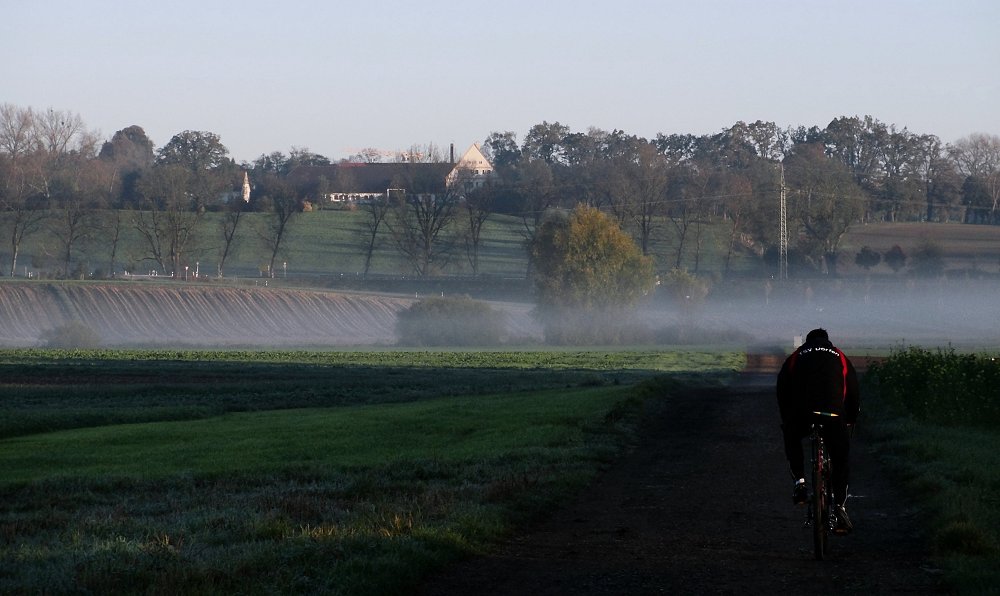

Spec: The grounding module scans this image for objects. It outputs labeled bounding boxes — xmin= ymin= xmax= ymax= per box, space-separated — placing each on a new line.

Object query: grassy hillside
xmin=10 ymin=210 xmax=768 ymax=283
xmin=13 ymin=210 xmax=532 ymax=281
xmin=9 ymin=210 xmax=1000 ymax=287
= = = = = = =
→ **The task**
Please retype the data exactly. The pictures do not go in.

→ **Solution for this problem**
Spec: The grounding module scans this image for objects. It outputs labeled bounding boxes — xmin= ymin= xmax= ymax= per box, space-separated — placing each on a new line.

Object query: grassy hillside
xmin=10 ymin=210 xmax=768 ymax=283
xmin=13 ymin=210 xmax=532 ymax=281
xmin=9 ymin=210 xmax=1000 ymax=287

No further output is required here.